### Set problem
Count the lines in the items below that contain the string "window", treating uppercase and lowercase as different. Reply with the number only.

Saved entries:
##############################
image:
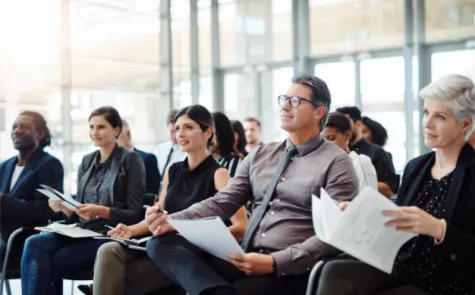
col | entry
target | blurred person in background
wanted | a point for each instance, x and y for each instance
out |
(252, 129)
(169, 152)
(222, 148)
(20, 204)
(338, 131)
(152, 183)
(111, 182)
(374, 132)
(388, 182)
(239, 139)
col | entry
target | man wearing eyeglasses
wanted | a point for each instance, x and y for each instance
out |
(279, 180)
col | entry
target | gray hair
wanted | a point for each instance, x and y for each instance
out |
(320, 93)
(457, 91)
(125, 125)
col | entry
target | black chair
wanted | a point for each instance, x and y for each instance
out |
(10, 271)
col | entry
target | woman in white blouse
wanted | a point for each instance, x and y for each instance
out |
(338, 131)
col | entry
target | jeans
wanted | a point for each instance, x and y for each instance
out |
(49, 257)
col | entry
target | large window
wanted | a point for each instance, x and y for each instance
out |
(350, 25)
(255, 31)
(382, 93)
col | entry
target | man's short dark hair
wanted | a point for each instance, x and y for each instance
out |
(253, 120)
(320, 92)
(339, 121)
(353, 112)
(171, 116)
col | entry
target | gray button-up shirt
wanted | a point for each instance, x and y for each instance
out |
(287, 226)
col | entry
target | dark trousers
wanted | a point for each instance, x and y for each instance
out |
(196, 271)
(349, 277)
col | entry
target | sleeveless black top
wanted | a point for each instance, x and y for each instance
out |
(187, 187)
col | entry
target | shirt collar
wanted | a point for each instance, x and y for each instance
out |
(306, 147)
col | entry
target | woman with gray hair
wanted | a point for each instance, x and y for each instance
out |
(436, 202)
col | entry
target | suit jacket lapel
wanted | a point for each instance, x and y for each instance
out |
(7, 177)
(114, 171)
(85, 177)
(463, 162)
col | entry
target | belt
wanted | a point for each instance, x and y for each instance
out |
(262, 250)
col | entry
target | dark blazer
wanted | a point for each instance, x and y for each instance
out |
(458, 247)
(23, 205)
(127, 181)
(152, 183)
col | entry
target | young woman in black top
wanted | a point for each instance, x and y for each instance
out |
(185, 183)
(223, 150)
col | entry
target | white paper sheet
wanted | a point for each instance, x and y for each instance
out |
(359, 230)
(210, 234)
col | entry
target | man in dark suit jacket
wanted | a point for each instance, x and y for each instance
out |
(152, 184)
(20, 204)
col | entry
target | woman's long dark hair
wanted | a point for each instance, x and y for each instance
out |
(224, 134)
(240, 145)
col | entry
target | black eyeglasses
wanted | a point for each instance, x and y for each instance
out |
(294, 101)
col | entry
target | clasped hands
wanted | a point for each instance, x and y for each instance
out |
(249, 263)
(412, 219)
(86, 211)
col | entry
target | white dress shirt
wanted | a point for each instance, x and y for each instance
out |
(364, 170)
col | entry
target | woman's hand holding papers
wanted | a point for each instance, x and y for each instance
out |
(121, 231)
(156, 221)
(253, 263)
(90, 211)
(58, 206)
(415, 220)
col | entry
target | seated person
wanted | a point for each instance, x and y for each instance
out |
(437, 203)
(185, 183)
(388, 181)
(111, 185)
(280, 242)
(338, 131)
(152, 182)
(239, 139)
(223, 147)
(20, 176)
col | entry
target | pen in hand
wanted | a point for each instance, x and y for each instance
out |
(158, 211)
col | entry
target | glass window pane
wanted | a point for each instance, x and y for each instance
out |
(453, 62)
(255, 31)
(335, 75)
(449, 19)
(382, 93)
(355, 25)
(114, 33)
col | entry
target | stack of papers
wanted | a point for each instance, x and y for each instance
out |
(359, 230)
(53, 194)
(209, 234)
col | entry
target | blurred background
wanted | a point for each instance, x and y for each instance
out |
(64, 58)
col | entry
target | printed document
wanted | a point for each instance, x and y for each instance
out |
(55, 195)
(70, 230)
(359, 230)
(209, 234)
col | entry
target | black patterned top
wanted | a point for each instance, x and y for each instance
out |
(419, 262)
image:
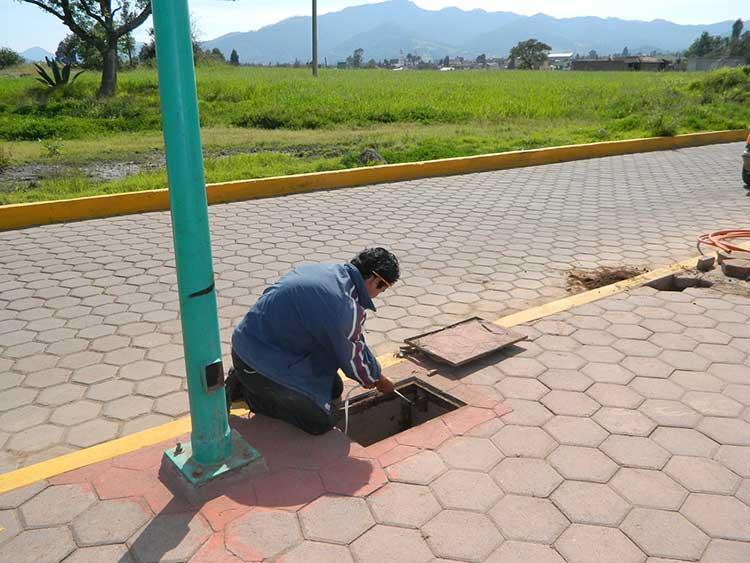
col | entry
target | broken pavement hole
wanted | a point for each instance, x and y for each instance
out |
(679, 283)
(584, 280)
(373, 418)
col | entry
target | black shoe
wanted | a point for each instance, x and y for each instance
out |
(232, 388)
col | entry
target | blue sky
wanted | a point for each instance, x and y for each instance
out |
(23, 26)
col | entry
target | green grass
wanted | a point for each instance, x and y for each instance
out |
(260, 122)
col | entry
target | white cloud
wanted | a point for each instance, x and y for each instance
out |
(23, 26)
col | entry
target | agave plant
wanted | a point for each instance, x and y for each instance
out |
(60, 77)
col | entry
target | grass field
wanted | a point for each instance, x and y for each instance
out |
(260, 122)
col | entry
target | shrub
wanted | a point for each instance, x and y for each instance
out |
(5, 158)
(8, 57)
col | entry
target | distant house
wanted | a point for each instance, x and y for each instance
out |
(622, 64)
(558, 61)
(706, 63)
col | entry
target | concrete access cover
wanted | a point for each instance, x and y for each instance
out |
(463, 342)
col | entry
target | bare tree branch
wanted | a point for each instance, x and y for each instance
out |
(91, 13)
(132, 24)
(45, 7)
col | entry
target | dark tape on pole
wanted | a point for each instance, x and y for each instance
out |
(206, 291)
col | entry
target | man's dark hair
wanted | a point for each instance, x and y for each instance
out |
(377, 260)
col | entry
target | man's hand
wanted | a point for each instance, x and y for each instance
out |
(384, 385)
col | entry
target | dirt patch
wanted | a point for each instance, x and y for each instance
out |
(724, 284)
(585, 280)
(107, 170)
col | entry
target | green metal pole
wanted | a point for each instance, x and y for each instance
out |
(211, 437)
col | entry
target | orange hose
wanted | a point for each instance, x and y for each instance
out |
(718, 240)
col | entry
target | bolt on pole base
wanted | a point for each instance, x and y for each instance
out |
(187, 478)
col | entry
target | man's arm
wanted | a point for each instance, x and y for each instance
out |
(354, 356)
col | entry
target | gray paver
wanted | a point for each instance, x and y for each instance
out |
(109, 521)
(335, 519)
(528, 519)
(47, 545)
(649, 488)
(170, 537)
(590, 503)
(701, 475)
(466, 490)
(401, 504)
(522, 552)
(596, 544)
(57, 505)
(454, 534)
(664, 534)
(719, 516)
(388, 543)
(96, 322)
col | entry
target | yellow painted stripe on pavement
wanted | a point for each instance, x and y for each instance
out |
(113, 448)
(23, 215)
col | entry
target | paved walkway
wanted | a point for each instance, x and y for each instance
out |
(89, 336)
(628, 442)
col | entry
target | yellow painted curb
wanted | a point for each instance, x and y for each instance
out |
(567, 303)
(108, 450)
(22, 215)
(100, 452)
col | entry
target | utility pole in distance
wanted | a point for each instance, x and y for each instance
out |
(315, 37)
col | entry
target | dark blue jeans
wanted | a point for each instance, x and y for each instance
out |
(264, 396)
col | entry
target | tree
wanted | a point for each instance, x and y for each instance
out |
(8, 57)
(737, 30)
(529, 54)
(67, 50)
(72, 50)
(99, 26)
(355, 59)
(735, 42)
(706, 45)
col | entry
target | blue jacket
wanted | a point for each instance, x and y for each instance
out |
(308, 325)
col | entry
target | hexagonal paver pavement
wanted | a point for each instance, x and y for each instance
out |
(335, 519)
(109, 521)
(597, 544)
(388, 543)
(79, 311)
(582, 464)
(57, 505)
(455, 534)
(648, 488)
(523, 476)
(464, 452)
(400, 504)
(660, 533)
(668, 445)
(262, 534)
(719, 516)
(590, 503)
(633, 451)
(528, 519)
(524, 441)
(466, 490)
(700, 475)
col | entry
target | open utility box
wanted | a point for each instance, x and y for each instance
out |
(374, 417)
(463, 342)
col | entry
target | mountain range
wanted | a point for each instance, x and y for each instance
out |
(36, 54)
(386, 29)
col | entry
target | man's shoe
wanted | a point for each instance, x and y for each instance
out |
(233, 388)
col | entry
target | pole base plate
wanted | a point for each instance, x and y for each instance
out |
(187, 477)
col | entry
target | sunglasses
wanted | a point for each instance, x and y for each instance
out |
(382, 283)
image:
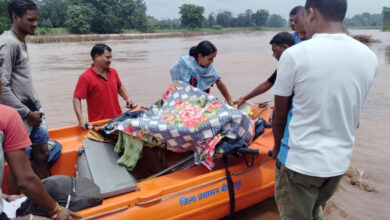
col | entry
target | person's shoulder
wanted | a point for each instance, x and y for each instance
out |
(362, 48)
(7, 112)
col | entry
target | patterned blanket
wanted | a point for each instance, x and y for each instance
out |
(187, 118)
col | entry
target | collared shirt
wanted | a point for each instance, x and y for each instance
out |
(18, 91)
(101, 94)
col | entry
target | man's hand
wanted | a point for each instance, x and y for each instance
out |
(83, 124)
(129, 103)
(34, 118)
(65, 214)
(239, 102)
(275, 152)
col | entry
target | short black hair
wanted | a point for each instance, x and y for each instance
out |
(205, 48)
(20, 7)
(332, 10)
(99, 49)
(295, 10)
(282, 38)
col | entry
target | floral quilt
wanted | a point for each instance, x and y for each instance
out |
(187, 118)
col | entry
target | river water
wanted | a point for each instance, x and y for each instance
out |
(244, 60)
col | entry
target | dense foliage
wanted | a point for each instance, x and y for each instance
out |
(114, 16)
(364, 20)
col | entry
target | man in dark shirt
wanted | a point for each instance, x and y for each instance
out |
(279, 42)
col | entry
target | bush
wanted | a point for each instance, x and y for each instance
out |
(217, 27)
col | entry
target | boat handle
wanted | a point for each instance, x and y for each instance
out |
(181, 191)
(203, 184)
(106, 213)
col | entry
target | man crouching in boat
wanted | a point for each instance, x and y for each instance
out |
(18, 91)
(280, 42)
(100, 85)
(13, 140)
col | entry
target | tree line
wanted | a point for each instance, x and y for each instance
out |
(115, 16)
(86, 16)
(192, 17)
(364, 20)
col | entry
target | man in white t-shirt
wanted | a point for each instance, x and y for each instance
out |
(320, 89)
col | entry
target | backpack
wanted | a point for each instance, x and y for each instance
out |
(55, 152)
(74, 193)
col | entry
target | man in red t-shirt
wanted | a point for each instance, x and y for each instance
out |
(13, 140)
(100, 85)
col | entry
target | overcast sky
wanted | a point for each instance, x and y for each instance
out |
(170, 8)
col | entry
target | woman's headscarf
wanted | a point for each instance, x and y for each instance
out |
(187, 67)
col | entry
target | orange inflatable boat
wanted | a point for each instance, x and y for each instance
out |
(193, 193)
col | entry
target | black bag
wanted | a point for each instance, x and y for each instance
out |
(76, 193)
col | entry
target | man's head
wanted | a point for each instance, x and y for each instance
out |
(322, 13)
(280, 42)
(101, 55)
(299, 24)
(24, 16)
(293, 13)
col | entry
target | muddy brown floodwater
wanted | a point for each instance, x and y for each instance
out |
(244, 60)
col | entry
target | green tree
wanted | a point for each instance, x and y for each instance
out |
(211, 20)
(111, 16)
(5, 22)
(127, 14)
(260, 17)
(224, 18)
(364, 20)
(78, 18)
(191, 16)
(276, 20)
(52, 13)
(245, 19)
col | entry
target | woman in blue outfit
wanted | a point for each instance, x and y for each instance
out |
(197, 70)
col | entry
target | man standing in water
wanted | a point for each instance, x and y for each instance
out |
(13, 140)
(317, 109)
(280, 42)
(18, 91)
(292, 16)
(100, 85)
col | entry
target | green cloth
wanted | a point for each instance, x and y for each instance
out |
(300, 196)
(131, 148)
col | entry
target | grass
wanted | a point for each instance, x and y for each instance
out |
(366, 39)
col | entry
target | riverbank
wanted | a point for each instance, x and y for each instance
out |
(64, 37)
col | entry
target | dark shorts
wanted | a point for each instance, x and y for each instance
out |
(300, 196)
(40, 135)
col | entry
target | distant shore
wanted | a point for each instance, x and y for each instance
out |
(63, 37)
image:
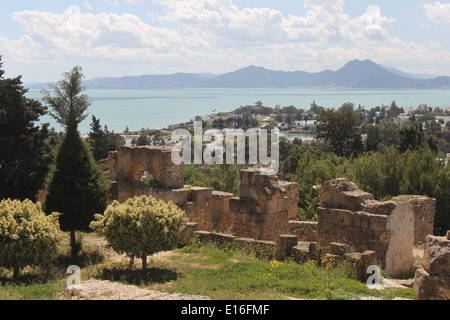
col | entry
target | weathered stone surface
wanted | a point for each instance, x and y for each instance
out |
(222, 217)
(431, 287)
(262, 210)
(350, 216)
(424, 209)
(285, 243)
(129, 163)
(304, 230)
(399, 256)
(436, 257)
(300, 253)
(338, 248)
(361, 261)
(342, 193)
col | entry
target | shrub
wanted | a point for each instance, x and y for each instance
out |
(27, 235)
(141, 226)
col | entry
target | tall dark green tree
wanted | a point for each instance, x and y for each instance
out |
(102, 141)
(411, 137)
(77, 187)
(340, 129)
(24, 153)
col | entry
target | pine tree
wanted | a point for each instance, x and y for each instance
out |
(77, 187)
(24, 153)
(102, 141)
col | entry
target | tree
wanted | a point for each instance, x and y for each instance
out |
(340, 129)
(411, 137)
(77, 187)
(141, 226)
(27, 235)
(102, 141)
(25, 156)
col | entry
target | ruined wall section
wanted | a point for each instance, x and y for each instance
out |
(262, 211)
(432, 281)
(351, 216)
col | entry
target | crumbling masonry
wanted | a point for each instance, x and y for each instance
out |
(267, 209)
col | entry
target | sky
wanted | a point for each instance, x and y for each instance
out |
(42, 39)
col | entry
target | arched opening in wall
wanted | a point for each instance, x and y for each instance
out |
(134, 171)
(142, 173)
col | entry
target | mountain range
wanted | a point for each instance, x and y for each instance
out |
(355, 74)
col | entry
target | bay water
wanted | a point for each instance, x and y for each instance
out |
(159, 108)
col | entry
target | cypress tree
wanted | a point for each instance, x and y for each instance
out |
(24, 152)
(77, 188)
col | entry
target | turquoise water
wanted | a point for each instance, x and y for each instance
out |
(155, 108)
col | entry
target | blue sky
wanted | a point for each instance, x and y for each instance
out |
(42, 39)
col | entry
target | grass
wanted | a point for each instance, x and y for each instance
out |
(219, 273)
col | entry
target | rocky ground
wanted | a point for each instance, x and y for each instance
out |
(107, 290)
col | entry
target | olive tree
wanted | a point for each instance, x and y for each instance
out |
(141, 226)
(27, 235)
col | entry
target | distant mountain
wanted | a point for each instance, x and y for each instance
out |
(355, 74)
(410, 75)
(177, 80)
##############################
### The result
2